Questions on the material:
1) Set down the part of the debate transcript starting at "I do not know what" and ending at "of the law.", word for word.
2) Answer these from the debate transcript:
(a) What maximum grant does the scale allow for the universities?
(b) By how much did the "Incidental Expenses" on the Treasury Vote increase?
(c) Which two universities are asked an extra £3,000?

[Source passage]

Why does one find “Cost of Living Allowances” on one vote, and not on another?
I do not know what the hon. member is referring to, but in any case there are increased cost of living alowances on the salary votes. The increase on the salary votes is due largely to increased cost of living allowances. If you calculate it, then £500,000 is added to it. If we add the items mentioned, then we get £23,000,000 out of the £24,000,000. Only £1,000,000 remains. That is all that remains as a basis for the hon. member’s wild and loose allegation here this afternoon, and it is typical of the manner in which the hon. member conducts his criticism. Now something in connection with what the hon. member said about my own vote. He referred to the Education Vote, and practically wanted to give the idea that we had altered the law.
The policy.
The hon. member first spoke of the law.
I do not know.
There are many things the hon. member does not know.
Just like you.
Just as we all, but then we do not all talk with such a mighty gesture as the hon. member. The law stipulates that it rests with the Minister to fix the university grants and according to the scale laid down, we have a maximum grant of £100,000 for the universities. The hon. member asks why in the case of the University of Cape Town and the University of the Witwatersrand, £3,000 extra is being asked. Not because we have changed the basis as regards the calculation of the grant. We still apply precisely the same formula, but in the case of these two universities, which reached the maximum, we had to keep account of the fact that compulsory additional cost of living allowances have been laid on the universities by the Government, and in that respect we must meet them. The other universities still get their grants on the basis of their additional revenue, but as regards these universities, we can only meet them in this manner, in view of the Government’s action by way of war measures that have laid obligations on these universities amounting to between £4,000 and £6,000, and we considered that it was fair to help them in connection with the additional expenditure. That is the reason. Then the hon. member wants to know what the reason is for the increase in the “Incidental Expenses” on the Treasury Vote of £4,175. There are two reasons for this, the one is that the Committee which we appointed some time ago in connection with the provinces remained in session longer than we expected, and this meant additional expenditure. The second reason is connected with the expenditure on the cost-plus investigation. The hon. member has said that there are hidden sins here. I do not know whether the hon. member is also a party to the sins as a member of the Cost-Plus Committee, but I trust that the House will agree with this additional expenditure, otherwise the hon. member may possibly have to pay back a few pounds.

[/Source passage]
[Given entries]

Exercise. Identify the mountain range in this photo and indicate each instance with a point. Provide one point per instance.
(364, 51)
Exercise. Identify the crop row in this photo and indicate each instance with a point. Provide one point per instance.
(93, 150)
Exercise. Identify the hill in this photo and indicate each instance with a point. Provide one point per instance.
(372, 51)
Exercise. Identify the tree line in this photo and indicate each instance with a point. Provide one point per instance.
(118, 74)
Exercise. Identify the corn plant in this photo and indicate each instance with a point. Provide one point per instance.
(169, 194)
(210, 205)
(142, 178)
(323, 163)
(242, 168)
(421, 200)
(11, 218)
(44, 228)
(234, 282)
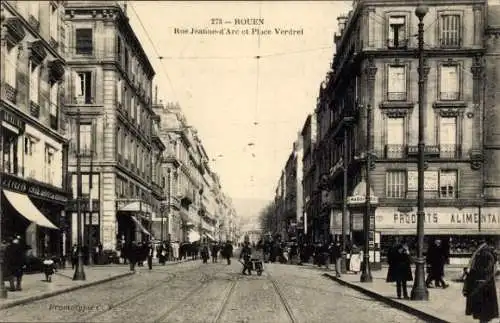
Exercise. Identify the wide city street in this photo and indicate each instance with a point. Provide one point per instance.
(196, 292)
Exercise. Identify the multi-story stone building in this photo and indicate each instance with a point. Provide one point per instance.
(375, 66)
(310, 177)
(33, 147)
(196, 200)
(109, 91)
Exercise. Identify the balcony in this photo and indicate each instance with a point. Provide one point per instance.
(9, 92)
(395, 151)
(34, 109)
(449, 151)
(396, 96)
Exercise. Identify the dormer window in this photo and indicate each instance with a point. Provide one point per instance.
(397, 32)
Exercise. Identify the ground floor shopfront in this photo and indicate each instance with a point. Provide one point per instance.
(34, 212)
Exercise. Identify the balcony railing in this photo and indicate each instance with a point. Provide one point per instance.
(449, 151)
(34, 109)
(449, 96)
(396, 96)
(395, 151)
(9, 92)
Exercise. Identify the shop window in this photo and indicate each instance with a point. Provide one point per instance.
(396, 184)
(448, 184)
(84, 41)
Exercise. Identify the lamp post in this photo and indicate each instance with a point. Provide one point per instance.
(169, 193)
(79, 272)
(419, 290)
(344, 207)
(366, 275)
(3, 290)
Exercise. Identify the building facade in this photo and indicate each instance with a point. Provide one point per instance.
(33, 145)
(310, 177)
(108, 105)
(375, 66)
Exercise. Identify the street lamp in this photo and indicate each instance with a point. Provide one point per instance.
(3, 290)
(79, 272)
(419, 290)
(366, 275)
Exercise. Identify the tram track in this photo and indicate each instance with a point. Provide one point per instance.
(144, 291)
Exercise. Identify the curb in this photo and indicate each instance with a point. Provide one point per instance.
(393, 303)
(61, 291)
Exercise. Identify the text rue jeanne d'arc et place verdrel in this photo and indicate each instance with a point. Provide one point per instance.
(238, 27)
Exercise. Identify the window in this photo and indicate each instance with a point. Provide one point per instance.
(447, 183)
(85, 138)
(54, 22)
(54, 109)
(449, 83)
(448, 137)
(84, 39)
(395, 138)
(396, 184)
(49, 160)
(119, 92)
(396, 87)
(34, 82)
(450, 30)
(34, 9)
(83, 87)
(11, 65)
(397, 32)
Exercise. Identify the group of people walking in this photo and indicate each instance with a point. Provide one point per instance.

[/Given entries]

Answers to the problems:
1)
I do not know what the hon. member is referring to, but in any case there are increased cost of living alowances on the salary votes. The increase on the salary votes is due largely to increased cost of living allowances. If you calculate it, then £500,000 is added to it. If we add the items mentioned, then we get £23,000,000 out of the £24,000,000. Only £1,000,000 remains. That is all that remains as a basis for the hon. member’s wild and loose allegation here this afternoon, and it is typical of the manner in which the hon. member conducts his criticism. Now something in connection with what the hon. member said about my own vote. He referred to the Education Vote, and practically wanted to give the idea that we had altered the law.
The policy.
The hon. member first spoke of the law.

2)
(a) £100,000
(b) £4,175
(c) The University of Cape Town and the University of the Witwatersrand